SELECTED PASSAGE
• • • • • • •

In the final step a large polycyclic aromatic hydrocarbon consisting of 13 hexagons and three pentagons was submitted to flash vacuum pyrolysis at 1100 °C and 0.01 Torr. The three carbon chlorine bonds served as free radical incubators and the ball was stitched up in a no-doubt complex series of radical reactions. The chemical yield was low: 0.1 to 1%. A small percentage of fullerenes is formed in any process which involves burning of hydrocarbons, e.g. in candle burning. The yield through a combustion method is often above 1%. The method proposed above does not provide any advantage for synthesis of fullerenes compared to the usual combustion method, and therefore, the organic synthesis of fullerenes remains a challenge for chemistry.

Continuous high-resolution transmission electron microscopic video imaging of the electron-beam-induced bottom-up synthesis of fullerene C_{60} through cyclodehydrogenation of C_{60}H_{30} was reported in 2021.

• • • • • • •

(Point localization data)
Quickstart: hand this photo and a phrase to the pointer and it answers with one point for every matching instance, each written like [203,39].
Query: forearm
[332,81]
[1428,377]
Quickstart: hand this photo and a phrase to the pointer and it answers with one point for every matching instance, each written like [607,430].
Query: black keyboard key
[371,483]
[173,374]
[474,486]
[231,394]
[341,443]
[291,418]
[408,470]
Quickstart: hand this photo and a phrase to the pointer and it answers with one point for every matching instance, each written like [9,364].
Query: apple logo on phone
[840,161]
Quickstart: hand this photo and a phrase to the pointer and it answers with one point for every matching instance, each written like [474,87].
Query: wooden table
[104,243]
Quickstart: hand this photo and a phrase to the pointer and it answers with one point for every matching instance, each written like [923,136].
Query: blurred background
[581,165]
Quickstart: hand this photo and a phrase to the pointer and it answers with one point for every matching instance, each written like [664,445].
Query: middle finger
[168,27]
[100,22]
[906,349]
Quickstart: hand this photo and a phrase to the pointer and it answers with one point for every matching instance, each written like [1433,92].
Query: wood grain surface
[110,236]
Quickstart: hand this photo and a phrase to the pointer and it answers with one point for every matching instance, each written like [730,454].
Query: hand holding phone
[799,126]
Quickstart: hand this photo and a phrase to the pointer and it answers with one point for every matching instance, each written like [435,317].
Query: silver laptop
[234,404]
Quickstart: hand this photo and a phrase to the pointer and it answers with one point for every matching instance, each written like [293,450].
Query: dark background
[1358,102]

• • • • • • •

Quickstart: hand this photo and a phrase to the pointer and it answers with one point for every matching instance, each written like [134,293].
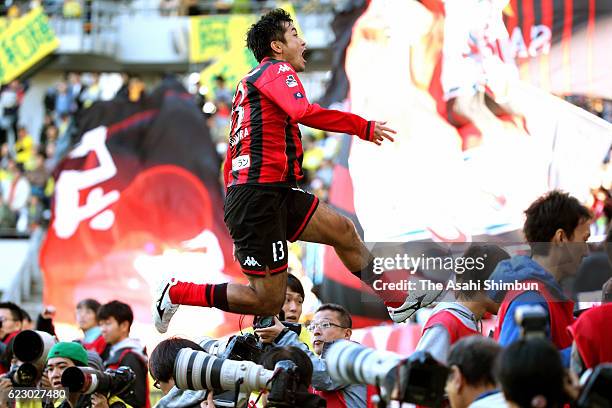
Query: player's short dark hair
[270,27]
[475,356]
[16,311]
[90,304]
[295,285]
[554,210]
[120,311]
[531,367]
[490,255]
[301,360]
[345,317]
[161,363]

• • • • • • •

TASKS TO CARRY OUT
1) Rewrite the paragraph of the passage on fullerene synthesis that begins "In the final step" as a brief bulleted list that keeps its main facts.
2) From the passage on fullerene synthesis, return everything from "Continuous high-resolution transmission" down to "reported in 2021.".
3) According to the passage on fullerene synthesis, in what year was continuous video imaging of the electron-beam-induced synthesis of C_{60} from C_{60}H_{30} reported?

EXPECTED OUTPUTS
1)
- A large polycyclic aromatic hydrocarbon with 13 hexagons and three pentagons underwent flash vacuum pyrolysis at 1100 °C and 0.01 Torr.
- Its three carbon–chlorine bonds acted as free radical incubators, and the ball closed through a complex series of radical reactions.
- The chemical yield was low, at 0.1 to 1%.
- Any process that burns hydrocarbons, such as candle burning, forms a small percentage of fullerenes, and combustion yields are often above 1%.
- The pyrolysis method therefore offers no advantage over the usual combustion method, so the organic synthesis of fullerenes remains a challenge for chemistry.

2)
Continuous high-resolution transmission electron microscopic video imaging of the electron-beam-induced bottom-up synthesis of fullerene C_{60} through cyclodehydrogenation of C_{60}H_{30} was reported in 2021.

3) It was reported in 2021.